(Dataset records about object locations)
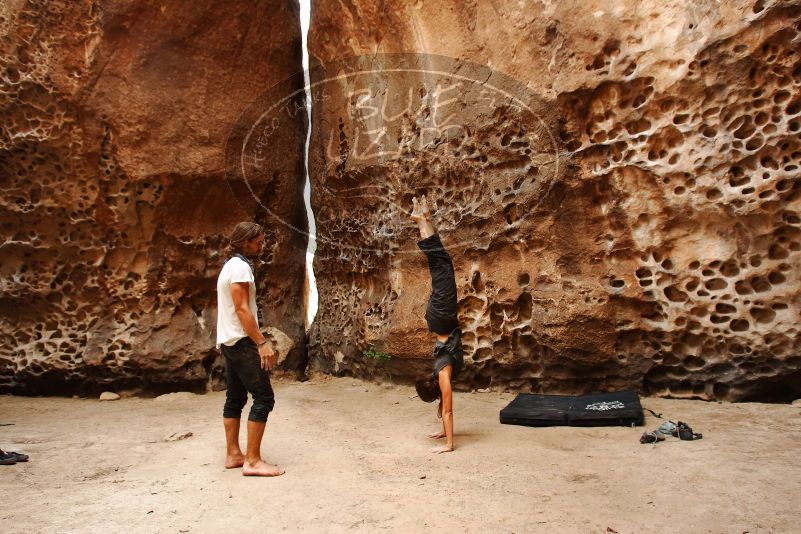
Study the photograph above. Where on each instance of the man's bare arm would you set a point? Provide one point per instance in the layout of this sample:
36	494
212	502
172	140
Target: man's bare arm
240	294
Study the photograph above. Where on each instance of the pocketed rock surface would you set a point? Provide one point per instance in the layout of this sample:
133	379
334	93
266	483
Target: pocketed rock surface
617	183
114	205
355	452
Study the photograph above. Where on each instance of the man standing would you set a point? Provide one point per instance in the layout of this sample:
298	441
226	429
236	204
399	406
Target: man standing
248	355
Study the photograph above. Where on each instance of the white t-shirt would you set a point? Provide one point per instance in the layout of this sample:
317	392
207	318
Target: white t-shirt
229	329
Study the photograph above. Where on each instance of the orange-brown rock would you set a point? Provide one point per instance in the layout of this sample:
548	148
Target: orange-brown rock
114	117
627	216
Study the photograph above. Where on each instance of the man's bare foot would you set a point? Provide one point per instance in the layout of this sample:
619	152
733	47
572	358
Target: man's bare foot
233	461
261	469
420	211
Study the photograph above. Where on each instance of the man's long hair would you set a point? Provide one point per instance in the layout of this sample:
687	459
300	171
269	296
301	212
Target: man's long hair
244	232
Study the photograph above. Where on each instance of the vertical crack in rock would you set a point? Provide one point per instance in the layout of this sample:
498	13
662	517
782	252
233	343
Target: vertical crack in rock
660	256
311	283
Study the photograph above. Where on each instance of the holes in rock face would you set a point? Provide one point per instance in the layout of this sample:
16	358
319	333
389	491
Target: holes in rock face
777	252
716	284
675	295
760	285
721	307
776	278
739	325
729	269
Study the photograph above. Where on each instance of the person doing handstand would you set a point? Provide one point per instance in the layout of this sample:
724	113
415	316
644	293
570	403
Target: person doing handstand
441	316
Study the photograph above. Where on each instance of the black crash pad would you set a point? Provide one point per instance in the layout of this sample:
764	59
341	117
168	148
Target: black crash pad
599	409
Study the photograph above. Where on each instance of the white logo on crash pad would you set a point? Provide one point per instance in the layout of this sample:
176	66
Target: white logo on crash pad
604	406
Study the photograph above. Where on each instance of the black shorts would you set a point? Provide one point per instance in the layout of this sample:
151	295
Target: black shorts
442	308
449	353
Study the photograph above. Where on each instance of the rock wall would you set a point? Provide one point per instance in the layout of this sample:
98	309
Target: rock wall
114	117
628	215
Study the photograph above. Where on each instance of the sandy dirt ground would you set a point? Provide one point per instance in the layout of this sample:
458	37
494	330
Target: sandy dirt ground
356	459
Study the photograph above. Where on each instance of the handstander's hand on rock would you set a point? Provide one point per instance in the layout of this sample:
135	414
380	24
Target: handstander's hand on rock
420	211
232	461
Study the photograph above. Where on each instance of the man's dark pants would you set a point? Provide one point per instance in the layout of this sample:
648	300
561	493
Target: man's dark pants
442	309
245	375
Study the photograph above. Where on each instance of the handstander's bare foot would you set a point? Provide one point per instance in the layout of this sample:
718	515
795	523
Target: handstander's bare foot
234	460
261	468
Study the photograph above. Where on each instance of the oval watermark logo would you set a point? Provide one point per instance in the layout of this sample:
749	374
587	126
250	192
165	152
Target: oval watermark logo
390	127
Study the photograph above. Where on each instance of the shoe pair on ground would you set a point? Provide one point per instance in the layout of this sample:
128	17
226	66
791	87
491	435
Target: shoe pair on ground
11	457
682	430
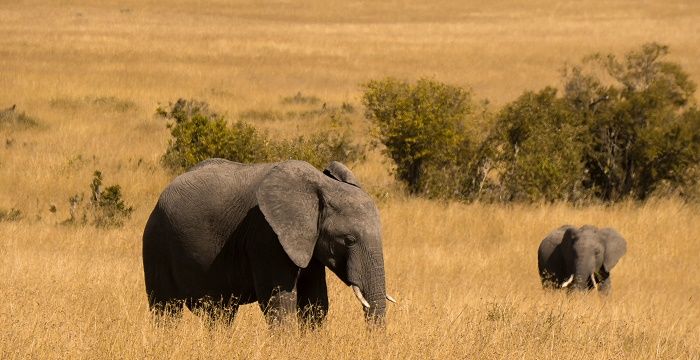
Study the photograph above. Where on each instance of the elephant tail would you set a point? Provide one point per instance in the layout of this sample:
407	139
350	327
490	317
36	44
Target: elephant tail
160	284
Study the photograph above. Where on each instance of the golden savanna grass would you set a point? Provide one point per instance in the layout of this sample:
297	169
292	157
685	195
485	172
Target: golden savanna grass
465	275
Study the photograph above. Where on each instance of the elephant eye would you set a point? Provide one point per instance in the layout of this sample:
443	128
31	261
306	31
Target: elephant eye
350	240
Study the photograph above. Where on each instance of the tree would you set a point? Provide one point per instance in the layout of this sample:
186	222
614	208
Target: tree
422	127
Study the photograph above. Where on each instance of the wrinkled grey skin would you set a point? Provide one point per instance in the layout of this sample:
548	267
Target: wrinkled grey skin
234	234
580	252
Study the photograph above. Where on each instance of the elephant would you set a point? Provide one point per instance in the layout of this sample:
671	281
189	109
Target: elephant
580	259
228	234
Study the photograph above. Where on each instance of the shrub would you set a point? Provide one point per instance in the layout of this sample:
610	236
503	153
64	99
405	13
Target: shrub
106	208
422	126
622	129
642	123
199	133
10	215
536	149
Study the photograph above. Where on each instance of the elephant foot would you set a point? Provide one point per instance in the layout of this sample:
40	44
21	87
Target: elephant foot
280	309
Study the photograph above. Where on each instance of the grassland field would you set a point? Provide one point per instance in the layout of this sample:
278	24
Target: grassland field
92	74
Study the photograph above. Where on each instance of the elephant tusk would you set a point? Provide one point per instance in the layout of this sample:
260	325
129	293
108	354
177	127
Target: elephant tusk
358	295
568	282
595	284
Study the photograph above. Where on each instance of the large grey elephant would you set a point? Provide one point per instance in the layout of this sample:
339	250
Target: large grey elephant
227	234
580	258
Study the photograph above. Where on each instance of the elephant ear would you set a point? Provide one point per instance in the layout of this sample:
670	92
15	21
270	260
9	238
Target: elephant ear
615	247
340	172
289	199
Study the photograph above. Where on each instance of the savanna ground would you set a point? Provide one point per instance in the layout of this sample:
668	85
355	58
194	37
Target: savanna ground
465	275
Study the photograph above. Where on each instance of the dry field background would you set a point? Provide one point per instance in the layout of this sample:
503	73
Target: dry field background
465	275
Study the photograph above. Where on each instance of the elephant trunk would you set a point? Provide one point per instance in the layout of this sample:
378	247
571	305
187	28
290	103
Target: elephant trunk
584	278
376	296
366	274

§ **Exercise aim**:
Pictures stay out; reproduce every line of the records exactly.

§ **Output**:
Study the photograph above. Where on each instance of the man's bare arm would you set a point? Provide one point per instance in the layout of this sample:
36	494
212	502
172	140
Target: man's bare arm
240	294
Study the photograph above. Where on each instance of the pocketed rock surface would you set a point? Provide one point per instance in the layout of this sample:
133	379
334	93
266	483
Target: pocketed rock surface
617	183
114	205
355	452
Study the photograph above. Where on each instance of the man standing would you set a point? Provide one point per instance in the layout of this sample:
298	441
226	429
236	204
399	406
Target: man standing
248	355
Study the photograph above. Where on each instance of the white t-shirt would you set a point? Provide one point per instance in the layout of this sample:
317	392
207	318
Target: white t-shirt
229	329
Study the photograph above. Where on each instance of the orange-brown rock would you set a point? Provide one point per instance in the layout of this sample:
548	148
Target: orange-brown rock
114	117
627	216
Study the photograph above. Where on each instance of the man's bare foot would you set a point? Provide one point per instance in the layout of this sample:
619	152
733	47
572	358
Target: man's bare foot
233	461
261	469
420	211
Study the photograph above. Where on each instance of the man's long hair would you set a point? Provide one point per instance in the layout of this sample:
687	459
300	171
269	296
301	212
Target: man's long hair
244	232
Study the photograph above. Where on each instance of the vertical crack in rock would you set a point? Provide one point per instance in the layout of this sample:
498	13
662	517
782	252
233	343
Target: vertical crack in rock
660	256
311	283
Study the photograph above. Where on each instance of the holes in rock face would you set a point? Provide one point per instance in the layout of this sample:
16	358
319	333
389	491
Target: holes in rock face
777	252
716	284
675	295
760	285
721	307
776	278
739	325
729	269
Study the photograph above. Where on each instance of the person doing handstand would you set a point? Provide one point per instance in the layout of this sample:
724	113
415	316
644	293
570	403
Target: person doing handstand
441	316
Study the photograph above. Where on each instance of the black crash pad would you set a point? Provide one point per instance in the layout of this sample:
764	59
341	117
168	148
Target: black crash pad
599	409
Study the photograph above. Where on each instance of the white logo on crash pad would you set a point? Provide one point per instance in the layout of this sample:
176	66
Target: white logo on crash pad
604	406
Study the photograph above. Where on each instance of the black shorts would you set a point? Provide one point per instance in the layout of this sample:
151	295
Target: black shorts
442	308
449	353
Study the photograph above. Where on each instance of the rock wall would you set a point? Provide one point per instance in the layout of this sample:
98	309
Target: rock wall
114	117
628	215
Study the photograph above. Where on each instance of the sandy dirt ground would you set a point? Provide one point per instance in the layout of this sample:
458	37
494	330
Target: sandy dirt ground
356	459
Study the photograph above. Where on each instance of the handstander's hand on rock would you set a point? Provide one point per instance in the layout of this sample:
135	414
380	24
Target: handstander's hand on rock
420	211
232	461
Study the photograph above. Where on each instance of the man's dark pants would you set a point? Provide one point per instance in the layout of this sample:
648	300
561	493
Target: man's dark pants
442	309
245	375
Study the photograph above. Where on each instance of the handstander's bare foot would you set a point? Provide one point per instance in the layout of this sample:
718	515
795	523
Target: handstander's bare foot
234	460
261	468
Study the photograph above. Where on each instance of the oval watermark logo would you set a point? Provide one point per instance in the layout of this sample:
749	374
587	126
250	192
165	152
Target: oval watermark logo
390	127
Study the photograph above. Where on each instance of the shoe pair on ground would you set a point? Provide one point per instance in the layout of this sample:
128	17
226	66
791	87
491	435
Target: shoe pair on ground
11	457
682	430
Study the photograph above. Where on each instance of the elephant tail would you set a point? Provide one point per instance in the layout of this sample:
407	139
350	327
490	317
36	44
Target: elephant tail
160	284
Study the photograph above. Where on each instance of the golden savanna grass would you set a point? Provide one point per instance in the layout of this sample:
297	169
292	157
685	195
485	172
Target: golden savanna grass
465	275
Study the photograph above. Where on each instance of the elephant eye would you set a point? Provide one point per instance in the layout of this sample:
443	128
31	261
306	31
Target: elephant eye
350	240
Study the photograph above. Where on each instance of the tree would you set a point? Provide one point per instance in the layout of this sample:
186	222
614	208
Target: tree
422	127
Study the photograph above. Where on each instance of the wrinkled grey skin would you set a point? Provide one point per instance in the layout of this sample:
548	267
Target: wrinkled grey skin
234	234
580	252
Study the photograph above. Where on each instance of the elephant would you set a point? Provide one point per instance in the layout of this sample:
671	281
189	109
Target: elephant
580	259
228	234
Study the photograph above. Where on each instance of the shrub would you set a point? Provide one point per instance in the layout of this sample:
610	236
503	153
64	99
405	13
Target: shrub
106	208
422	126
622	129
642	123
199	133
10	215
536	149
Study the photograph above. Where on each instance of the elephant foot would you set a point? Provide one point per instance in the layout of this sample:
40	44
21	87
Target: elephant foot
280	309
Study the photograph above. Where on each instance of the grassland field would you set a point? Provide one point per instance in the layout of this sample:
278	24
Target: grassland field
92	74
Study the photograph above. Where on each instance of the elephant tusk would you set a point? Provide one point per instance in the layout of this sample:
260	325
129	293
108	354
177	127
Target: elephant tusk
358	295
568	282
595	284
Study the photograph above. Where on each instance of the large grey elephant would you set a point? Provide one point per instance in the layout of this sample:
339	250
Target: large grey elephant
227	234
580	258
Study the photograph above. Where on each instance of the elephant ear would you set a point? Provide one point per instance in the layout of this sample:
670	92
15	21
270	260
9	238
Target: elephant ear
615	247
340	172
289	199
Study the photograph above. Where on each instance of the savanna ground would you set a point? Provide one point per instance in the layout of this sample:
668	85
355	58
194	37
Target: savanna ground
465	275
Study the photograph above. Where on each instance of the dry field background would you set a point? Provide one point per instance in the layout of this sample:
503	73
Target: dry field background
465	275
Study the photograph above. Where on each instance of the elephant trunk would you set a point? Provide one point per instance in the layout of this sample:
378	247
571	305
187	28
290	103
Target: elephant trunk
584	278
376	296
366	274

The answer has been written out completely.